» INSTRUCTION
Reproduce the records below exactly as given.

» DATA ENTRIES
#####

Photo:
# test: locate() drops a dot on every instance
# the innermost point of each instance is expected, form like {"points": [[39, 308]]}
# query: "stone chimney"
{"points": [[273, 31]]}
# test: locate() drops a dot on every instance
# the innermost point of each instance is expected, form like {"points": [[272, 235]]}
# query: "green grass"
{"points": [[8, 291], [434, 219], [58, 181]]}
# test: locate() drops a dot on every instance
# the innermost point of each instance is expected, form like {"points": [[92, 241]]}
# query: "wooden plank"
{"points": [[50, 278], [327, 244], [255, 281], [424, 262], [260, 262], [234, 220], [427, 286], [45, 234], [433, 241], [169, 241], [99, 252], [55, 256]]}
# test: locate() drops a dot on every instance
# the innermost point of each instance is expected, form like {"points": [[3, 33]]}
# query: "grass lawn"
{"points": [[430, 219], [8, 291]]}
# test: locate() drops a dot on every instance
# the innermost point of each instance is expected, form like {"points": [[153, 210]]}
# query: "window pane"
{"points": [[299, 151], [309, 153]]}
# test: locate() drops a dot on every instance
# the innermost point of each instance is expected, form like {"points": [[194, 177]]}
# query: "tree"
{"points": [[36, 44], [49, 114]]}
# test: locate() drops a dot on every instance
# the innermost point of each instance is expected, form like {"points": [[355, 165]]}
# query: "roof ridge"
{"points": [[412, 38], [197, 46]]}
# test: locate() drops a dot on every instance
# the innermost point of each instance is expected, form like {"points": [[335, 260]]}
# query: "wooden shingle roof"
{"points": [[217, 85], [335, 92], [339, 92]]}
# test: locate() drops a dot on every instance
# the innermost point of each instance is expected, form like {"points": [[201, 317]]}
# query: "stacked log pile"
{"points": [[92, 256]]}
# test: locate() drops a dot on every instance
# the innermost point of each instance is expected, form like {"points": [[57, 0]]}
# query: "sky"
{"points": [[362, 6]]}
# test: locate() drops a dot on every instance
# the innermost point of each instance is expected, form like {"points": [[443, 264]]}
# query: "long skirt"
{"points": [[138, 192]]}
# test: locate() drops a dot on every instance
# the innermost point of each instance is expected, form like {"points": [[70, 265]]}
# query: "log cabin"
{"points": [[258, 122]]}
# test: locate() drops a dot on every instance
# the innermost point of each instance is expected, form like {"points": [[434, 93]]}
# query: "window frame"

#####

» THE ANSWER
Photo:
# test: locate() drops a dot on every instance
# the innermost point of each instance is expected, form like {"points": [[39, 308]]}
# query: "stone chimney"
{"points": [[273, 31]]}
# test: locate() drops a dot on every instance
# the innermost point of each instance is expected, form like {"points": [[272, 235]]}
# query: "green grass"
{"points": [[8, 291], [434, 219], [58, 181]]}
# test: locate() drops a dot on every instance
# the innermost point of each instance is expected, form like {"points": [[92, 241]]}
# query: "wooden plank"
{"points": [[50, 278], [327, 244], [255, 281], [424, 262], [260, 262], [234, 220], [427, 286], [45, 234], [433, 241], [169, 241], [99, 252], [55, 256]]}
# test: locate() drops a dot on every instance
# the innermost point of each instance is expected, form like {"points": [[3, 33]]}
# query: "grass lawn"
{"points": [[430, 219], [8, 291]]}
# test: locate() drops a dot on every instance
# the innermost point of each instance is expected, form like {"points": [[153, 210]]}
# query: "window pane"
{"points": [[299, 151], [309, 153]]}
# test: locate() drops a dot on every instance
# the innermost point of each instance is expected, form like {"points": [[194, 177]]}
# query: "tree"
{"points": [[36, 44], [49, 114]]}
# test: locate() drops a dot on every instance
# the innermost point of each instance is expected, form like {"points": [[355, 165]]}
# query: "roof ridge"
{"points": [[412, 38], [197, 46]]}
# test: locate() drops a dot on every instance
# the innermost point of each instance is expected, form like {"points": [[335, 260]]}
# query: "wooden shingle roof"
{"points": [[217, 85], [335, 92], [339, 92]]}
# test: locate() drops a dot on every instance
# the innermost point of each instance is expected, form like {"points": [[201, 317]]}
# query: "stacked log pile"
{"points": [[92, 256]]}
# test: locate() drops a dot on every instance
# the innermost point of each instance is expected, form like {"points": [[57, 0]]}
# query: "sky"
{"points": [[362, 6]]}
# test: locate() drops a dot on every instance
# the innermost point of each instance is expected, form like {"points": [[443, 264]]}
# query: "long skirt"
{"points": [[138, 192]]}
# test: locate() drops a dot on every instance
# the innermost point of each instance is expected, form like {"points": [[70, 265]]}
# query: "log cabin"
{"points": [[258, 122]]}
# test: locate() drops a dot on every instance
# the innermost point of each instance is expected, form like {"points": [[434, 93]]}
# query: "window frame"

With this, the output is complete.